== EXTRACTED INFORMATION

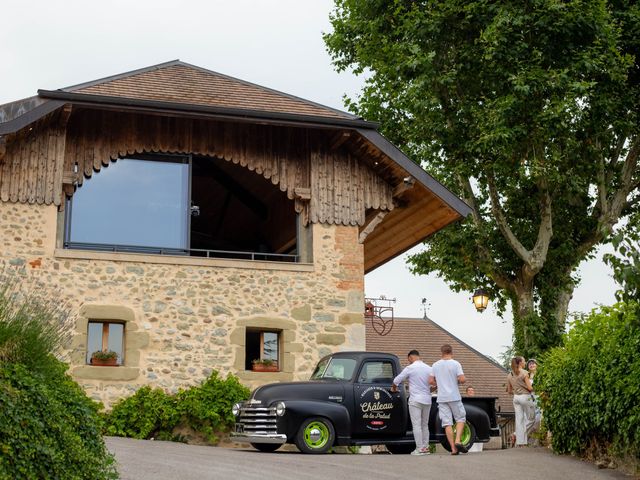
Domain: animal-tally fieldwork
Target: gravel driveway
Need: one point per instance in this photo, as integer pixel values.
(143, 459)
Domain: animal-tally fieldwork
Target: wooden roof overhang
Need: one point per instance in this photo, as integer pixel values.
(423, 205)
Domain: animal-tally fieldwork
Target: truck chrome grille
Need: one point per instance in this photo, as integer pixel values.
(257, 420)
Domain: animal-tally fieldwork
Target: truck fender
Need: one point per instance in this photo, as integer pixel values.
(298, 410)
(480, 420)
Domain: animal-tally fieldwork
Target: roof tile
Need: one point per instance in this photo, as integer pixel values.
(179, 82)
(486, 377)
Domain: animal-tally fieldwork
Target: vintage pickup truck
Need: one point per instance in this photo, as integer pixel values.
(347, 401)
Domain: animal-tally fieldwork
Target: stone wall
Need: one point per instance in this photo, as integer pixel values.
(187, 316)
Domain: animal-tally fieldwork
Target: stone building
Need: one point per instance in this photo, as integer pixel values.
(192, 221)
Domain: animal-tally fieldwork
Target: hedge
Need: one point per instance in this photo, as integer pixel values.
(153, 413)
(590, 387)
(49, 428)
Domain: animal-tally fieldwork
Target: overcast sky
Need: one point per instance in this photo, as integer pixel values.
(275, 43)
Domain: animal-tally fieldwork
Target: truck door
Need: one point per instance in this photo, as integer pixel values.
(377, 411)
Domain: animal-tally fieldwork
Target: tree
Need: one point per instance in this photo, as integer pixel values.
(626, 265)
(526, 109)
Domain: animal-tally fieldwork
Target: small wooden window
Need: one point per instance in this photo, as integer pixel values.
(105, 336)
(264, 346)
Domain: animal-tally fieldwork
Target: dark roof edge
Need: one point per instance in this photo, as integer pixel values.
(416, 171)
(29, 117)
(82, 98)
(404, 250)
(487, 358)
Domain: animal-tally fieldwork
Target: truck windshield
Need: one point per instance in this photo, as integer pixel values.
(334, 368)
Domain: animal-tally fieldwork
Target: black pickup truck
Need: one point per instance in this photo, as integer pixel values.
(347, 401)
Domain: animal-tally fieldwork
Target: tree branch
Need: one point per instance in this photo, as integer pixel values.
(502, 280)
(501, 220)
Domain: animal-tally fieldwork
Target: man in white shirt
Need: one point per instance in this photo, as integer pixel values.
(446, 375)
(417, 373)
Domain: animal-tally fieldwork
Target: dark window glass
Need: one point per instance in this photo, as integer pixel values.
(261, 345)
(376, 372)
(105, 336)
(133, 202)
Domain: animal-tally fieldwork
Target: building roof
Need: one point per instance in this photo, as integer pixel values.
(180, 82)
(485, 375)
(178, 89)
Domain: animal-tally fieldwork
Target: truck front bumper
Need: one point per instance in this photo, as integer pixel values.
(258, 438)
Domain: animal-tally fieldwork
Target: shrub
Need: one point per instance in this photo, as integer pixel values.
(49, 428)
(32, 326)
(146, 414)
(207, 408)
(152, 413)
(590, 387)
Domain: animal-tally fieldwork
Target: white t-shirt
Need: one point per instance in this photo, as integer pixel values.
(446, 373)
(418, 375)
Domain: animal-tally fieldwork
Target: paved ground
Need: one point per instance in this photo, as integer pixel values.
(140, 460)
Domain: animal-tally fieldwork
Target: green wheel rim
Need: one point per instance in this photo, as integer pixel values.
(466, 434)
(316, 435)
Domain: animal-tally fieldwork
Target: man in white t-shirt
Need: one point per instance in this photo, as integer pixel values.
(446, 375)
(417, 373)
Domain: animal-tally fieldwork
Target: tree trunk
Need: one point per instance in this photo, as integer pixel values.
(538, 325)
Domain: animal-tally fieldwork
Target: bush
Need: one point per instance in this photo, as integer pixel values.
(49, 428)
(32, 326)
(590, 387)
(152, 413)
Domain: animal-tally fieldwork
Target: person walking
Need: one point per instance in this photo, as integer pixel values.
(446, 375)
(519, 385)
(417, 374)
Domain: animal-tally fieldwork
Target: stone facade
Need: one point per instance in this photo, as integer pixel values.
(186, 316)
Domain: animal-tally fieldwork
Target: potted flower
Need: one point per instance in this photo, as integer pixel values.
(104, 358)
(264, 365)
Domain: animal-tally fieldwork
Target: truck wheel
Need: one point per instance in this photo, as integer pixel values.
(316, 435)
(266, 447)
(468, 437)
(400, 449)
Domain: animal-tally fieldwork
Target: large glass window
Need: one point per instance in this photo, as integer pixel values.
(135, 202)
(192, 205)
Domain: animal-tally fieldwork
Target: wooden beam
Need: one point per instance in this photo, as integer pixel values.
(3, 147)
(371, 226)
(338, 139)
(407, 184)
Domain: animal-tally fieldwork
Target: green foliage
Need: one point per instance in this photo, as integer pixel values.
(143, 415)
(207, 408)
(527, 110)
(32, 326)
(152, 413)
(48, 426)
(590, 387)
(104, 355)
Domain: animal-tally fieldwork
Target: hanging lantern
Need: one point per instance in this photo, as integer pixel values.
(480, 300)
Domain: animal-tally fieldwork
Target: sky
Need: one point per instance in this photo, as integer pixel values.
(275, 43)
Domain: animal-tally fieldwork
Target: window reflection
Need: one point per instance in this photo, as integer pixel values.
(135, 202)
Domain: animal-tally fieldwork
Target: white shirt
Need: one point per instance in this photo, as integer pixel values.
(418, 375)
(446, 373)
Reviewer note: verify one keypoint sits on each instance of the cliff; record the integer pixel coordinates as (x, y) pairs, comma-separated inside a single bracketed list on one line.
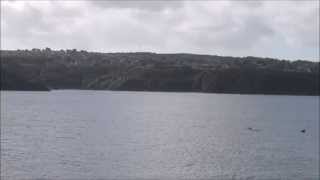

====

## REQUIREMENT
Return every line from the items above that contains the word "dark".

## THE COMPLETED TASK
Target: dark roof edge
Target: dark window glass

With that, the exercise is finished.